4. Remettre les choses en lien

Remettre en lien guérison et salut, qui sont devenus des domaines séparés, c’est mon hypothèse : que les signes du salut s’inscrivent dans le temps présent ; que les réalités d’ici-bas soient orientées vers le Royaume. Voilà quelques conséquences de cette ré-articulation, si nous la réalisions :

D’une part, ceux qui s’occupent du médical n’oublieraient pas qu’il n’y a pas de guérison complète sans la perspective du salut que Dieu seul peut donner dans la foi : il s’agit d’être délivré, non seulement de la maladie, mais du souci de soi ; ceux qui s’occupent du social se souviendraient qu’il s’agit de retrouver un lien social, son travail, un logement, mais sans être happé par les démons de la compétition et de la réussite. Pour vivre ce que seul l’Esprit de Dieu nous permet.

◆ DONNÉES PRÉSENTÉES

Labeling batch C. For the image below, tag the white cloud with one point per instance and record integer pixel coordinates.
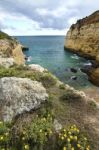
(42, 16)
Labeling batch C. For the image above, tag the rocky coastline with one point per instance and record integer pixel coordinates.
(83, 39)
(37, 111)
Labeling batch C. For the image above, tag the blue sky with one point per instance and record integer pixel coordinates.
(43, 17)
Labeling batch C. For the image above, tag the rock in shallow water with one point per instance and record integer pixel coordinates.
(19, 95)
(37, 67)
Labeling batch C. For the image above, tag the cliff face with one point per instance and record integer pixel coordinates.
(83, 37)
(10, 48)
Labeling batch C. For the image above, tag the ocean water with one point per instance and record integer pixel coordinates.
(48, 51)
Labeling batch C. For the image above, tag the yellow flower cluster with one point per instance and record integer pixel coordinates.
(72, 139)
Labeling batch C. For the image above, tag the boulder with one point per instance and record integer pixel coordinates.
(19, 95)
(36, 67)
(73, 70)
(7, 62)
(94, 76)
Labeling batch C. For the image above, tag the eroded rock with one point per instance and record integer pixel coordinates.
(19, 95)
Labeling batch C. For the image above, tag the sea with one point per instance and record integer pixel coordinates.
(48, 51)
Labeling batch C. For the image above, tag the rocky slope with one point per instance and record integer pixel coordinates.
(35, 106)
(83, 39)
(27, 92)
(10, 48)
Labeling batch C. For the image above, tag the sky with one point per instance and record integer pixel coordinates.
(43, 17)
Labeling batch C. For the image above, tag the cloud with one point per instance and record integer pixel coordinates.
(55, 15)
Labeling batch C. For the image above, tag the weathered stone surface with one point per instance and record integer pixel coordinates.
(83, 39)
(7, 62)
(19, 95)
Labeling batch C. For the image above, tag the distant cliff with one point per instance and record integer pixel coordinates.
(83, 39)
(10, 49)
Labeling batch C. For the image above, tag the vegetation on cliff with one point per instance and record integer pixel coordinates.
(37, 129)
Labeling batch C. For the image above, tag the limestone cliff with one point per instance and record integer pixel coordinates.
(83, 37)
(10, 48)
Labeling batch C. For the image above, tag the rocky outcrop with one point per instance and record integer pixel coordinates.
(7, 62)
(83, 39)
(11, 48)
(36, 67)
(19, 95)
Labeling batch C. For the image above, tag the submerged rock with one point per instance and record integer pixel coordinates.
(73, 70)
(19, 95)
(36, 67)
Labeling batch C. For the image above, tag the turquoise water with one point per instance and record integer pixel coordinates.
(48, 51)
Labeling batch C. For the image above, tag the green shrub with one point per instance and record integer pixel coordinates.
(72, 139)
(62, 86)
(70, 96)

◆ EXERCICES
[1] D'après le passage sur la guérison et le salut, de quoi s'agit-il d'être délivré, en plus de la maladie ?
[2] Énumérez ce que, selon le passage sur la guérison et le salut, il s'agit de retrouver pour ceux qui s'occupent du social.
Les données n'ont aucun rapport avec le passage sur la guérison et le salut.

◆ RÉPONSES ATTENDUES
[1] Du souci de soi.

[2] Un lien social, son travail, un logement.